Connector for a display apparatus

A connector that is capable of reducing defects in display apparatuses is presented. The connector includes a body, a plurality of terminals and a cover. The body has a base and a sidewall. The terminals are disposed on the body and arranged to make an electrical connection with the electrical circuit when the electrical circuit is received by the body. The cover includes a rotation axis, a fixing portion extending from the rotation axis such that the fixing portion is substantially parallel to the base of the body, and a protrusion portion protruding from the rotation axis substantially perpendicularly to the base of the body. The connector prevents electrical discharge from the flexible printed circuit board to the electrical circuit and prevents physical damage to the electrical circuit. Therefore, defect rate decreases and a yield of a display apparatus increases.

CROSS REFERENCE TO RELATED APPLICATION

This application relies for priority upon Korean Patent Application No. 2005-0076217 filed on Aug. 19, 2005, the content of which is herein incorporated by reference in its entirety.

BACKGROUND OF THE INVENTION

1. Field of the Invention

The present invention relates to a connector, a method of connecting a flexible circuit board to a control board by using the connector and a display apparatus including the connector. More particularly, the present invention relates to a connector capable of reducing defect rate, a method of connecting a flexible circuit board to a control board by using the connector and a display apparatus including the connector.

2. Description of the Related Art

Today, a flat-type display apparatus is widely employed in various image display apparatuses such as a mobile communication terminal, a digital camera, a notebook computer, a monitor, etc. The reason behind the popularity of flat-typed display apparatuses includes advantageous characteristics such as light weight and thinness. There are different types of flat-typed display apparatuses, such as a liquid crystal display (LCD) apparatus, an organic light emitting display (OLED) apparatus, and a plasma display panel (PDP), among others. Of the different types of flat-type display apparatuses, the liquid crystal display apparatus has particularly desirable characteristics such as a relatively low power-consumption and a relatively small size.

Generally, the display apparatus includes a display panel, a gate driving circuit, a data driving circuit and a control printed circuit board. The display panel includes an array substrate and a counter substrate that can be assembled with the array substrate.

The array substrate includes a plurality of gate lines, a plurality of data lines and a plurality of switching elements. The counter substrate can be combined with the array substrate. The gate driving circuit includes a plurality of thin film transistors, and applies the gate signal to the gate lines. The data driving circuit applies the data signal to the data lines. The control printed circuit board is electrically connected to the data driving circuit board to control the gate driving circuit and the data driving circuit.

The control printed circuit board is electrically connected to the data driving circuit through a flexible circuit board. Upon initially establishing electrical connection between the flexible circuit board and the control printed circuit board, a static charge that was stored in the flexible circuit board causes electrical damage to the control printed circuit board. Further, when the flexible circuit board scratches a surface of the control printed circuit board during the electrical connection process, the surface of the control printed circuit board is physically damaged.

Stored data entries
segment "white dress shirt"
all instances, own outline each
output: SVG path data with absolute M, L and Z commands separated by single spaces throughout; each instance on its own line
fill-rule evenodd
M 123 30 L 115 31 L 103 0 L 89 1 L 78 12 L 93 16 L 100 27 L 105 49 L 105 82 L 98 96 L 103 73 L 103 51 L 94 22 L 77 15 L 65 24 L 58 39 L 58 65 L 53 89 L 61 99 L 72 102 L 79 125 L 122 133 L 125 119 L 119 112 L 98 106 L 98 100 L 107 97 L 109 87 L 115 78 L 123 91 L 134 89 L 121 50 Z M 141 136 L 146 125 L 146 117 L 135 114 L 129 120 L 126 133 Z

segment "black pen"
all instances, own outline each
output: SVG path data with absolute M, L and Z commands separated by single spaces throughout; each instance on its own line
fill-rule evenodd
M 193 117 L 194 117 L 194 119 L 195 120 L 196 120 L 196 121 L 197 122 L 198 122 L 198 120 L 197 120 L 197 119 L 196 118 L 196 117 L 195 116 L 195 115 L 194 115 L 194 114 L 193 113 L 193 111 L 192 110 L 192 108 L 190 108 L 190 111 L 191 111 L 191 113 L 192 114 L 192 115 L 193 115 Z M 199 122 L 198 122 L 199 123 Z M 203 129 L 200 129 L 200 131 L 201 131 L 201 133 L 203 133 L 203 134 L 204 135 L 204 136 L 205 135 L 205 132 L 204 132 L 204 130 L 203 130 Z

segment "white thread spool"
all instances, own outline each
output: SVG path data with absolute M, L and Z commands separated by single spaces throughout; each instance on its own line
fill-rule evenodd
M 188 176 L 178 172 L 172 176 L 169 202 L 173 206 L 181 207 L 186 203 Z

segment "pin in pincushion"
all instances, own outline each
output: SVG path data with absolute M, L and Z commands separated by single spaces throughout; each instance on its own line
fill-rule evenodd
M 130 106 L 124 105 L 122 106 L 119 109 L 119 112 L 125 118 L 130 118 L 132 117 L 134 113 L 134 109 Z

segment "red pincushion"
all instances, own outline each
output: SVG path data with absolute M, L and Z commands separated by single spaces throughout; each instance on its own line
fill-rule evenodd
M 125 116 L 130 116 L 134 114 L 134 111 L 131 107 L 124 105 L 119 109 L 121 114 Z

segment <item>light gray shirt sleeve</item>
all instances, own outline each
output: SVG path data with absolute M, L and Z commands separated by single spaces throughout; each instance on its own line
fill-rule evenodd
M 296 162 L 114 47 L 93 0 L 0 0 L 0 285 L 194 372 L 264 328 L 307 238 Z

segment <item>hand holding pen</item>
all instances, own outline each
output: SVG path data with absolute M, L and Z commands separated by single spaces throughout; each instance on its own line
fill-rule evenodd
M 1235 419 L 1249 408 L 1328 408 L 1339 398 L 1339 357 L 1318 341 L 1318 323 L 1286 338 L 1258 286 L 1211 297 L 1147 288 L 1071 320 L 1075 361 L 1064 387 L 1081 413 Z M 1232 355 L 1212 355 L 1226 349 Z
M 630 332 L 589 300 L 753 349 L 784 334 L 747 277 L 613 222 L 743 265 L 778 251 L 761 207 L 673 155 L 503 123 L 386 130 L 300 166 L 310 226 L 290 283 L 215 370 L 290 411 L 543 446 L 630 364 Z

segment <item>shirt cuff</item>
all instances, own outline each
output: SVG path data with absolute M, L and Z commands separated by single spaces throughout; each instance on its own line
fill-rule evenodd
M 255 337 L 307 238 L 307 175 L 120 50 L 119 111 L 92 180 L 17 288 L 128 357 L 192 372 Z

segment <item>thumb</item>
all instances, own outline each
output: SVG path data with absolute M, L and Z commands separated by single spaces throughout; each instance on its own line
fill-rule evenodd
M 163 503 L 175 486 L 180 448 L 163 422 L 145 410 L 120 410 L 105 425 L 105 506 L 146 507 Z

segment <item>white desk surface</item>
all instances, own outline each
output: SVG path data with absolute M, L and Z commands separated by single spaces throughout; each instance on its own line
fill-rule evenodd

> [Exercises to complete]
1. Using the connector patent text above, decide whether each statement agrees with it: (a) the Korean priority application was filed on Aug. 19, 2005; (b) the gate driving circuit applies the data signal to the data lines; (c) the cover's fixing portion is substantially perpendicular to the base of the body. Answer yes or no for each and quote the deciding words of the text.
2. Carry the connector patent text further, starting after its final sentence.

> [Outputs]
1.
(a) Yes: "filed on Aug. 19, 2005"
(b) No: "The data driving circuit applies the data signal to the data lines."
(c) No: "a fixing portion extending from the rotation axis such that the fixing portion is substantially parallel to the base of the body"

2.
Particularly, the control printed circuit board is easily damaged by electrical and physical impacts when the flexible circuit board is arranged on the control printed circuit board such as to couple the flexible circuit board to the control printed circuit board.

SUMMARY OF THE INVENTION

The present invention provides a connector capable of reducing the defect rate. The present invention also provides a method of connecting the above connector to an electrical circuit. The present invention also provides a display apparatus including the above connector.

In one aspect, the present invention is a connector including a body, a plurality of terminals, and a cover. The body has a base and a sidewall. The terminals are disposed on the body and arranged to make an electrical connection with an electrical circuit. The cover includes a rotation axis that is coupled to the terminals, a fixing portion extending from the rotation axis to hold the electrical circuit in place such that the fixing portion is substantially parallel to the base of the body, and a protrusion portion protruding from the rotation axis.

In another aspect, the present invention is a method of connecting a first electrical circuit having a conductive pattern to a second electrical circuit. The method entails providing a connector that includes a body having a base and a sidewall, a plurality of terminals on the body, and a cover. The cover includes a rotation axis coupled to an upper portion of the body, a fixing portion extending from the rotation axis in a predetermined direction, and a protrusion portion protruding from the rotation axis. The method further entails disposing the first electrical circuit over the cover such that an end portion of the first electrical circuit makes contact with the protrusion portion. The cover is rotated in a first rotational direction around the rotation axis such that the conductive pattern of the first electrical circuit makes contact with the terminals. The cover is rotated in a second rotational direction opposite to the first rotational direction such that the first electrical circuit is inserted under the cover and the conductive pattern of the first electrical circuit makes contact with the terminals. The second electrical circuit is electrically attached to the body of the connector.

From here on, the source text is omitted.